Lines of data
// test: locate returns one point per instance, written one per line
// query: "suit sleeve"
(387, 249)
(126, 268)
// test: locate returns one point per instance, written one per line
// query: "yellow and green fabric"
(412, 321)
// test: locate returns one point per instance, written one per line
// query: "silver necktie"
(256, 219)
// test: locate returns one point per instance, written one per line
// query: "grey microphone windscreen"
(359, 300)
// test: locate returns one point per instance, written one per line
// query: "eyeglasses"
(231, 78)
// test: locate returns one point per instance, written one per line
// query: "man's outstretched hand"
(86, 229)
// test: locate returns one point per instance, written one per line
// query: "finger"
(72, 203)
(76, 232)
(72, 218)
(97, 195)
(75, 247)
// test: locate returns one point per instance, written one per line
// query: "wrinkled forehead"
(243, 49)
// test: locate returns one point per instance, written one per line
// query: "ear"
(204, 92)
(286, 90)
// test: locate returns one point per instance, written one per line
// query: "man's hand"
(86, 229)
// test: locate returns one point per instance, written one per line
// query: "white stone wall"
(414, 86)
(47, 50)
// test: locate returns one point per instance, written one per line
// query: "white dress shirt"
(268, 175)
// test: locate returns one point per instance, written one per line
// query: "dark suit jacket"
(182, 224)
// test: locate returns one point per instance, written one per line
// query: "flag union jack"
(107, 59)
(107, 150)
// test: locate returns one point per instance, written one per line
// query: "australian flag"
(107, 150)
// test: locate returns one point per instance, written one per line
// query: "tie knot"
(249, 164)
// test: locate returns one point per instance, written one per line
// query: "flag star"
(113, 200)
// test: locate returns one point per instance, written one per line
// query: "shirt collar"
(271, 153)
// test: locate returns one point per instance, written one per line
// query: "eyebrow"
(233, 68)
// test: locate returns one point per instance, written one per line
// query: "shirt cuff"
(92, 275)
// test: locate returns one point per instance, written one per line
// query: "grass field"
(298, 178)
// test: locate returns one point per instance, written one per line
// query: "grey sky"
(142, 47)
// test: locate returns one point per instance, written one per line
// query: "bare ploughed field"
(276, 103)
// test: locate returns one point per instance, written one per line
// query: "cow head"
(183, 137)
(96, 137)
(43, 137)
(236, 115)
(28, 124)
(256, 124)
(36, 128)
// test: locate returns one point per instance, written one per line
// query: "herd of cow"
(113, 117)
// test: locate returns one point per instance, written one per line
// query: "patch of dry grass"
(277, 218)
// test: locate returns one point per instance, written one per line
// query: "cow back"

* **Aim of the task**
Quote the data above in full, changing nothing.

* **The reply**
// test: locate returns one point per instance, written one per line
// query: "suit sleeve"
(387, 249)
(126, 268)
// test: locate returns one point per instance, written one per line
// query: "yellow and green fabric"
(412, 321)
// test: locate returns one point per instance, written one per line
// query: "silver necktie"
(256, 219)
// test: locate returns one point per instance, written one per line
// query: "grey microphone windscreen"
(359, 300)
// test: locate returns one point per instance, written one per line
// query: "eyeglasses"
(231, 78)
// test: locate returns one point per instance, written one per line
// query: "man's outstretched hand"
(86, 229)
// test: locate returns one point per instance, written one per line
// query: "finger"
(72, 203)
(76, 232)
(72, 218)
(97, 195)
(75, 247)
// test: locate returns one point per instance, written one per line
// query: "wrinkled forehead"
(243, 49)
// test: locate returns one point per instance, written one per line
// query: "ear"
(204, 92)
(286, 90)
// test: locate returns one point per instance, written one per line
// query: "man's hand"
(86, 229)
// test: locate returns one point per instance, written one per line
// query: "white stone wall"
(414, 86)
(47, 50)
// test: locate returns one point per instance, written one per line
// query: "white dress shirt"
(268, 175)
// test: locate returns one point per instance, written one per line
// query: "dark suit jacket"
(182, 224)
// test: locate returns one point per instance, written one per line
// query: "flag union jack"
(107, 59)
(107, 150)
// test: locate returns one point per instance, written one per line
// query: "australian flag"
(107, 150)
// test: locate returns one point per instance, written one per line
// query: "tie knot"
(249, 164)
// test: locate returns one point per instance, written one per line
// query: "flag star"
(113, 200)
// test: locate returns one point per instance, written one per line
// query: "shirt collar"
(271, 153)
// test: locate returns one point per instance, written one per line
// query: "eyebrow"
(233, 68)
// test: locate returns one point per instance, written one per line
// query: "shirt cuff"
(92, 275)
// test: locate returns one point per instance, written one per line
// query: "grass field"
(298, 178)
// test: locate returns one point per instance, written one per line
// query: "grey sky"
(142, 47)
// test: locate returns one point per instance, written one per line
// query: "bare ploughed field"
(276, 103)
// test: locate returns one point per instance, written one per line
// query: "cow head"
(183, 137)
(96, 137)
(43, 137)
(236, 115)
(28, 124)
(256, 124)
(36, 128)
// test: locate returns one point per instance, written one per line
// query: "herd of cow"
(113, 117)
// test: locate returns one point per instance, written one per line
// query: "patch of dry grass"
(277, 218)
// test: locate returns one point per instance, written one per line
// query: "cow back"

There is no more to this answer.